*What to do:* Count the lines in the listing below that contain the word "segment". Reply with the number only.

*Given data:*

****************

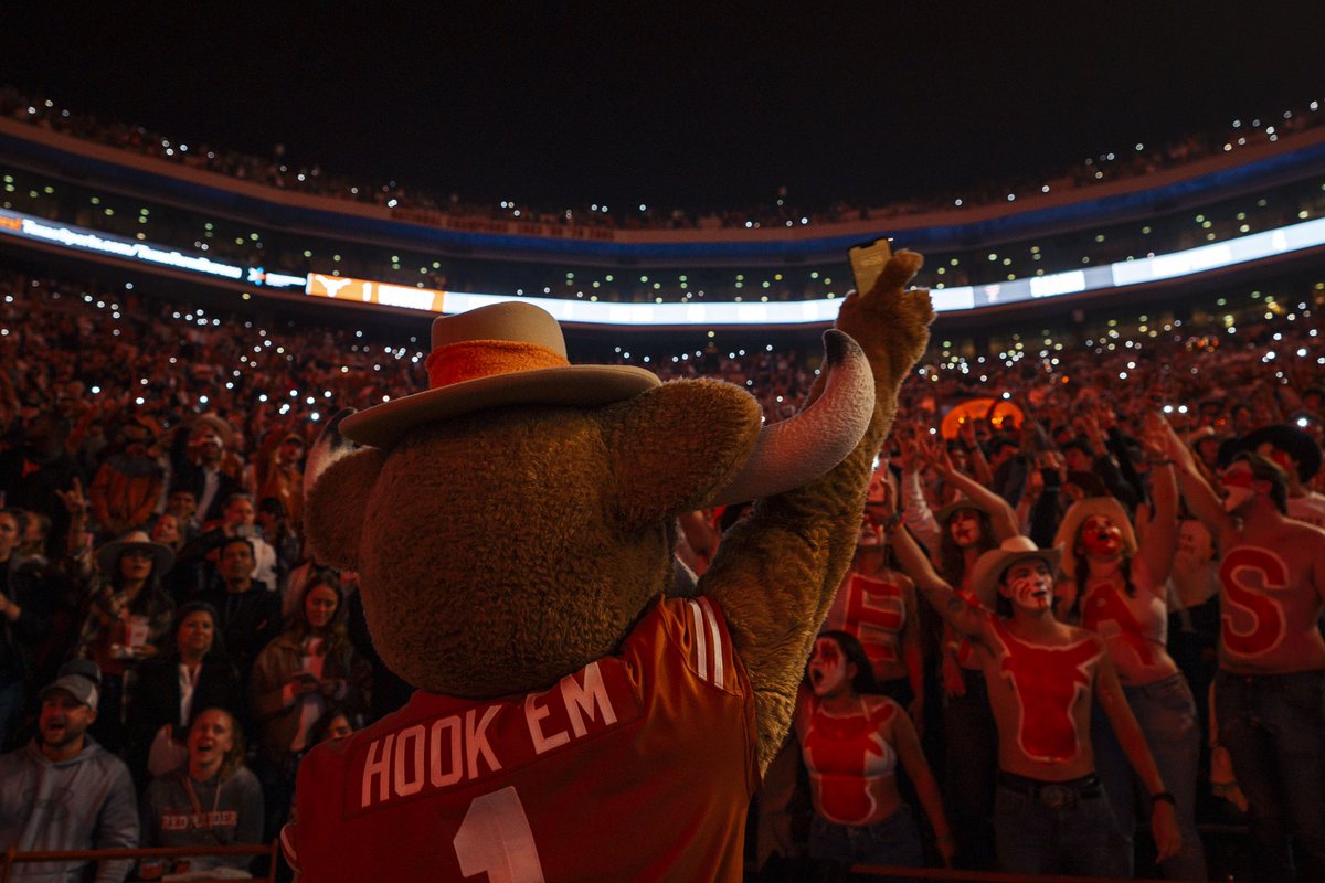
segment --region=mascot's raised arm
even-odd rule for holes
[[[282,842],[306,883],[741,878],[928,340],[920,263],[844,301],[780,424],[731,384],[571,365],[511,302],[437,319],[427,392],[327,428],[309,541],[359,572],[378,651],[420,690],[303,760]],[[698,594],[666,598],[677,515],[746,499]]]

****************

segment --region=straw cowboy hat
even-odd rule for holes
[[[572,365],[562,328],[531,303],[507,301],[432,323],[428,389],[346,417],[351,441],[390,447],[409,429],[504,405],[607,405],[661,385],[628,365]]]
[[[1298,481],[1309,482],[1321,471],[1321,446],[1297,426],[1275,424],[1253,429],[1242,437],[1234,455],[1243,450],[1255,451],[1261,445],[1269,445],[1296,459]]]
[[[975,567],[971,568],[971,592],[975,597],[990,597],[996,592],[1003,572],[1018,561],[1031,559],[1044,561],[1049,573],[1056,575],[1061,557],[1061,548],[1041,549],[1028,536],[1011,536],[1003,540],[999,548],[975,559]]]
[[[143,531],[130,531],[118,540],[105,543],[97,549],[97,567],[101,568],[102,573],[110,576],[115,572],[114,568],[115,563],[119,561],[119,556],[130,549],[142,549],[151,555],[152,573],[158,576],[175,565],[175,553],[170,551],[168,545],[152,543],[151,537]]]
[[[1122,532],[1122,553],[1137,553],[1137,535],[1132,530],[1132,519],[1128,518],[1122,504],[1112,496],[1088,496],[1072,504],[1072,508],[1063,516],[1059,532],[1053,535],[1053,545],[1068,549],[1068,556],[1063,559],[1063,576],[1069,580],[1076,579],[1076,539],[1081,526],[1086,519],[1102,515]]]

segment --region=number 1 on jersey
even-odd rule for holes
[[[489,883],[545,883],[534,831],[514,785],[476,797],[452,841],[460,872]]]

****************

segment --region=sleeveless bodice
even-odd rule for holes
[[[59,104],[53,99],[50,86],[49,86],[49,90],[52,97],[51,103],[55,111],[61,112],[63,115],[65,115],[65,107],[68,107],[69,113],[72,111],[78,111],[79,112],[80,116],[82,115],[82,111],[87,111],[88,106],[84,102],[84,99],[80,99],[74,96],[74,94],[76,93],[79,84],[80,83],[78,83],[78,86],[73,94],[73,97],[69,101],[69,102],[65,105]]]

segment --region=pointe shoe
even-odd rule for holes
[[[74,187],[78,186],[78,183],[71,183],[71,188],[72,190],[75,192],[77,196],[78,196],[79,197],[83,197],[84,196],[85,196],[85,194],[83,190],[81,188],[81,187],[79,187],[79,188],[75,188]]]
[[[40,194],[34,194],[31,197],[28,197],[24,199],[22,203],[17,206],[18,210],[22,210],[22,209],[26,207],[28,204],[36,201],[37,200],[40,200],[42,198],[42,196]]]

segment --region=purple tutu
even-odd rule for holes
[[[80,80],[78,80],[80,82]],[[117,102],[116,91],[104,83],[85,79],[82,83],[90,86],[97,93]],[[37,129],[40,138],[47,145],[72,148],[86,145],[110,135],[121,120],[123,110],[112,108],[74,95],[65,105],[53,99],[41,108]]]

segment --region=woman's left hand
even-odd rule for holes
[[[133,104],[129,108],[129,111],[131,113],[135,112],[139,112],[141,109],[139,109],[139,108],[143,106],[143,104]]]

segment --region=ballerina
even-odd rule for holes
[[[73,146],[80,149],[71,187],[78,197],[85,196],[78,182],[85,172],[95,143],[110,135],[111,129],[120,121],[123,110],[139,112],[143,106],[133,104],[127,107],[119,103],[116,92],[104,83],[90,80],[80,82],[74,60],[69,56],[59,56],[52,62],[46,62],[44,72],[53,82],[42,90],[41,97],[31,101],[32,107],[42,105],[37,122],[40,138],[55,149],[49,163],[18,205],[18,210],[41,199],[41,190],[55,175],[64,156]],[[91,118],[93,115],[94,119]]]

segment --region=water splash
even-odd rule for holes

****************

*Task answer:* 9